> What you should do: Please restate each entry word for word and leave the pictures out.

> Provided data:

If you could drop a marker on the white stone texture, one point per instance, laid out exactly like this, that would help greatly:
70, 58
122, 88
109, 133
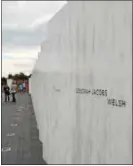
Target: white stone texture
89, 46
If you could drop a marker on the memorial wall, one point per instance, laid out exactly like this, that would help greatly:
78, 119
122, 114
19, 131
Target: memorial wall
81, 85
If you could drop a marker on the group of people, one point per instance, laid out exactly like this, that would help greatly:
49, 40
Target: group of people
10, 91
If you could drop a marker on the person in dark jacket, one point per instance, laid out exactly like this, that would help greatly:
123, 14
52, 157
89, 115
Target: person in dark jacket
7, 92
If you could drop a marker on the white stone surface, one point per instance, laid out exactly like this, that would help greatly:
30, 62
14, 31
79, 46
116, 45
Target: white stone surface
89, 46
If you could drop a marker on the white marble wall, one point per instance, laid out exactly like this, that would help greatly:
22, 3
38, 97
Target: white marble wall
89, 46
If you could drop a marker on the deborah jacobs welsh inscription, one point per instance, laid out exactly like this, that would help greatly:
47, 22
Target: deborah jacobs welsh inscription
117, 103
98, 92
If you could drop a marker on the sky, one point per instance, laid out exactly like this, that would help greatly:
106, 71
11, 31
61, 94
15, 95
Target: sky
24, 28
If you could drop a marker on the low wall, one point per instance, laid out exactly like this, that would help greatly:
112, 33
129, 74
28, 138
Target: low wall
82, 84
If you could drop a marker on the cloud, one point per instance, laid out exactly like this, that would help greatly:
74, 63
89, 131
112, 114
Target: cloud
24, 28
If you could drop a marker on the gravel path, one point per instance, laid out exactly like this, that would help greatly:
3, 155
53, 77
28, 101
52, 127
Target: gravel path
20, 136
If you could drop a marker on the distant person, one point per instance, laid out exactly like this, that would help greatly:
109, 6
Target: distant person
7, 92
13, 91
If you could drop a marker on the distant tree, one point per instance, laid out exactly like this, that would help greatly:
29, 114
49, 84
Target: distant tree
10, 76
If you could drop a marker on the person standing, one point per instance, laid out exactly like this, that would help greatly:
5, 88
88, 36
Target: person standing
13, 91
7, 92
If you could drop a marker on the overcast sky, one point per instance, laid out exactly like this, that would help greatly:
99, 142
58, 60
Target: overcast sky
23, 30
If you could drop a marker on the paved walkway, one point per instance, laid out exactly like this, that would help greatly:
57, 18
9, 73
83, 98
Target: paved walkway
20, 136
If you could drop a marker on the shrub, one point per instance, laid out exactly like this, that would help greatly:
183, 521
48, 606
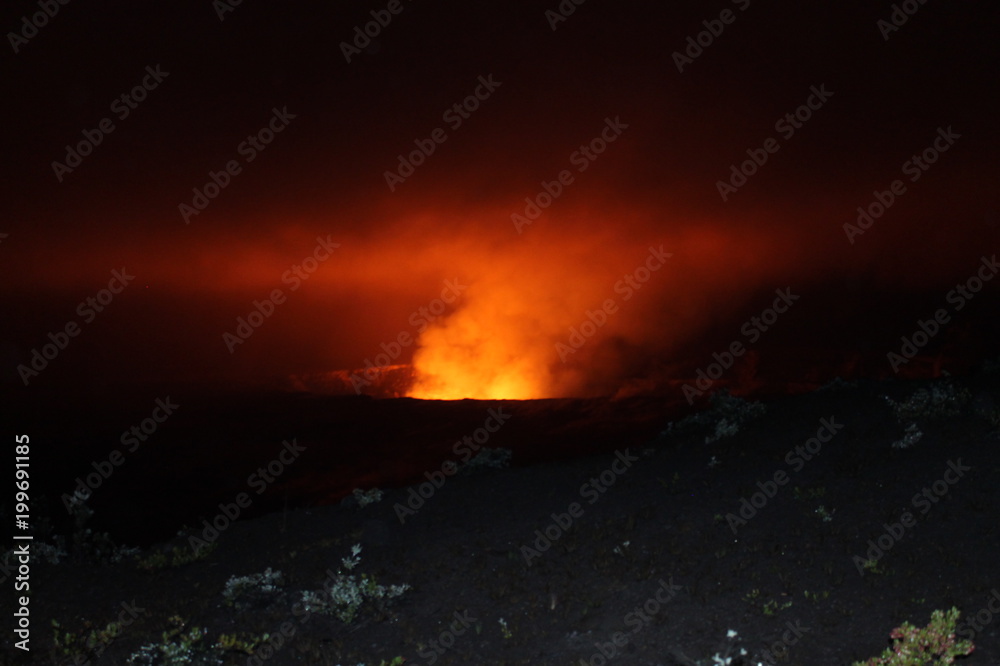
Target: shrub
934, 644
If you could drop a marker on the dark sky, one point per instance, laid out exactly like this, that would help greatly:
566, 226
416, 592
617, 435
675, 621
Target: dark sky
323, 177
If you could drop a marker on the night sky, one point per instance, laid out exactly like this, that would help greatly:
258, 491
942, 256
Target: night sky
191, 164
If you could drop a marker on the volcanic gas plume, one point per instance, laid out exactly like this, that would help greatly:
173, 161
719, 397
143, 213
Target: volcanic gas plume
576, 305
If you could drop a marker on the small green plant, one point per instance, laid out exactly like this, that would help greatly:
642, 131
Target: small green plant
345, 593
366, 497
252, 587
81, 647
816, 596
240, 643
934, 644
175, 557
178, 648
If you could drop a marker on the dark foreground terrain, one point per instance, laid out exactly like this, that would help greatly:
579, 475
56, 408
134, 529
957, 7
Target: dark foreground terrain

> Output for this exercise:
If you could drop a marker on the white stone texture, one point per instance, laid out exactly like this, that would help greatly:
70, 58
122, 88
109, 133
Target: white stone texture
89, 46
If you could drop a marker on the memorial wall, one point per instance, laid out exactly like this, that would help greatly:
78, 119
122, 114
19, 131
Target: memorial wall
81, 85
If you could drop a marker on the group of people, one point per instance, laid out exactly like this, that would help greatly:
49, 40
Target: group of people
10, 91
If you could drop a marker on the person in dark jacket, one point per instance, laid out exactly like this, that would help greatly:
123, 14
52, 157
89, 115
Target: person in dark jacket
7, 92
If you could drop a marker on the white stone surface, one point per instance, laid out exactly like this, that would help greatly:
30, 62
14, 31
79, 46
116, 45
Target: white stone surface
89, 46
If you could drop a marker on the white marble wall, one point per instance, laid out exactly like this, that would help greatly:
22, 3
38, 97
Target: white marble wall
89, 46
If you could drop a marker on the deborah jacobs welsh inscription, one point per instance, laid out exactly like this, that would help greatly:
47, 22
Target: deborah jacobs welsh inscription
117, 103
98, 92
If you could drop a marker on the sky, one point per instance, laid out exactly like this, that would help greatly:
106, 71
11, 31
61, 94
15, 95
Target: sky
24, 28
If you could drop a marker on the low wall, one point per instance, laid out exactly like this, that would help greatly:
112, 33
129, 74
28, 138
Target: low wall
82, 84
If you could drop a marker on the cloud, one point per instance, laid out exactly like this, that would help greatly:
74, 63
89, 131
112, 114
Target: cloud
24, 28
If you could drop a marker on the gravel path, one point per instance, laid out exactly like this, that would help greatly:
3, 155
53, 77
28, 101
52, 127
Target: gravel path
20, 136
If you could drop a marker on the distant person, one point per instance, laid out exactly like this, that would help greatly:
109, 6
Target: distant person
7, 92
13, 91
If you could drop a marker on the distant tree, one point per instance, laid out exactly like this, that would help greatly:
29, 114
49, 84
Target: distant tree
10, 76
If you could drop a marker on the person standing, one point per instance, laid out exactly like this, that would help greatly:
5, 88
88, 36
Target: person standing
13, 91
7, 92
If you could drop a marker on the overcast sky, one point per instance, laid out exactly like this, that would help greatly:
99, 142
58, 60
Target: overcast sky
23, 30
If you could drop a marker on the paved walkway, one point per instance, laid out exactly like this, that would help greatly:
57, 18
9, 73
83, 98
Target: paved walkway
20, 136
If you could drop a marker on the shrub, one point per instance, laid out exactly like this, that would help greatly:
183, 521
48, 606
Target: shrub
934, 644
If you could drop a marker on the dark sky, one point per instance, laid out exactly like this, that would help greatly:
566, 226
416, 592
617, 435
675, 621
Target: dark sky
323, 177
If you could drop a marker on the night sky, one point per instance, laid out exactly like this, that would help greatly:
258, 491
942, 256
Target: night sky
191, 164
If you could drop a marker on the volcanic gas plume, one point per instance, laid out exactly like this, that would help greatly:
173, 161
719, 397
143, 213
Target: volcanic gas plume
576, 305
If you could drop a marker on the small green plant, one point per instance, laid out exactly like this, that would help greatly:
642, 131
Target: small green plant
345, 593
366, 497
252, 587
81, 647
816, 596
240, 643
934, 644
175, 557
178, 648
If you could drop a marker on the dark foreground terrain, one point per instance, laid out exactly like this, that would help greatly:
579, 475
56, 408
134, 529
957, 7
Target: dark foreground terrain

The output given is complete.